— WHAT YOU SHOULD DO —
Each of the entries should be retyped precisely as it appears.

§

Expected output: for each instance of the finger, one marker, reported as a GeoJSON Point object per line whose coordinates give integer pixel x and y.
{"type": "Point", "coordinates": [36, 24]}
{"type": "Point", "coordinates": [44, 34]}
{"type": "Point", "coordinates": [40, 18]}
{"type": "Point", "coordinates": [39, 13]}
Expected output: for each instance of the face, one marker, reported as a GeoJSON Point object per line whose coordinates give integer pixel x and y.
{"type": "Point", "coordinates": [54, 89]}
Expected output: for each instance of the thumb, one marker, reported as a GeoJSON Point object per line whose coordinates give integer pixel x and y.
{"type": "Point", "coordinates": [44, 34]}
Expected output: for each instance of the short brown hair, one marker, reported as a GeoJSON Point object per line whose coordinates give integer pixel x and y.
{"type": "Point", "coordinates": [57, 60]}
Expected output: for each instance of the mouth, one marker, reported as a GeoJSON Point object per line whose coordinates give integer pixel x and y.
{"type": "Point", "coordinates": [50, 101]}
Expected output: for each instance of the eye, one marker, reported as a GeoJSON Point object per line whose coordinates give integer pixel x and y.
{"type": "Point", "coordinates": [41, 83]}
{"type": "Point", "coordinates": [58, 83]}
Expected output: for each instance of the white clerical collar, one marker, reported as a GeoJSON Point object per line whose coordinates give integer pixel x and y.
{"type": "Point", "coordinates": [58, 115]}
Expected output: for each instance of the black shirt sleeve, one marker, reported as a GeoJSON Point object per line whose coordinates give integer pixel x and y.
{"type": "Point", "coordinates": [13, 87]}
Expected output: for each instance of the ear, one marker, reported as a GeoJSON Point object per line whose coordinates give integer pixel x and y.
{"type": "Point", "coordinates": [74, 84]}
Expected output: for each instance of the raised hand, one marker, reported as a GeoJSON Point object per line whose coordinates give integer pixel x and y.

§

— SOLVED EXERCISE —
Expected output: for each instance of the finger, one marker, reported as a GeoJSON Point object per line whose coordinates give integer pixel x and y.
{"type": "Point", "coordinates": [36, 24]}
{"type": "Point", "coordinates": [44, 34]}
{"type": "Point", "coordinates": [40, 18]}
{"type": "Point", "coordinates": [39, 13]}
Expected output: for each instance of the face, one marker, reported as a GeoJSON Point object per line whose coordinates give integer pixel x and y.
{"type": "Point", "coordinates": [54, 89]}
Expected output: for each instance of the thumb, one marker, reported as a GeoJSON Point object per line whose coordinates give integer pixel x and y.
{"type": "Point", "coordinates": [44, 34]}
Expected output: for each instance of the short brown hair, one marker, reported as a GeoJSON Point object per line whose coordinates give integer pixel x and y.
{"type": "Point", "coordinates": [57, 60]}
Expected output: for each instance of the mouth, one marker, reported as a GeoJSON Point object per line whose coordinates give integer pixel x and y.
{"type": "Point", "coordinates": [50, 101]}
Expected output: for each instance of the eye, one marker, reported as a GeoJSON Point object per line whose coordinates give integer pixel x and y.
{"type": "Point", "coordinates": [41, 83]}
{"type": "Point", "coordinates": [58, 83]}
Expected output: for each instance of the white clerical collar, one marker, reported as a GeoJSON Point object per line whose coordinates give integer pixel x and y.
{"type": "Point", "coordinates": [58, 115]}
Expected output: for each instance of the black shirt sleeve, one marker, reported as a GeoJSON Point object per line whose coordinates give integer pixel x and y.
{"type": "Point", "coordinates": [13, 87]}
Expected output: for each instance of the ear, one marker, reported as a GeoJSON Point object per line whose coordinates give integer pixel x and y.
{"type": "Point", "coordinates": [74, 84]}
Expected output: for each instance of the raised hand, one marker, reported as a GeoJSON Point object per line whose coordinates give integer pixel x and y.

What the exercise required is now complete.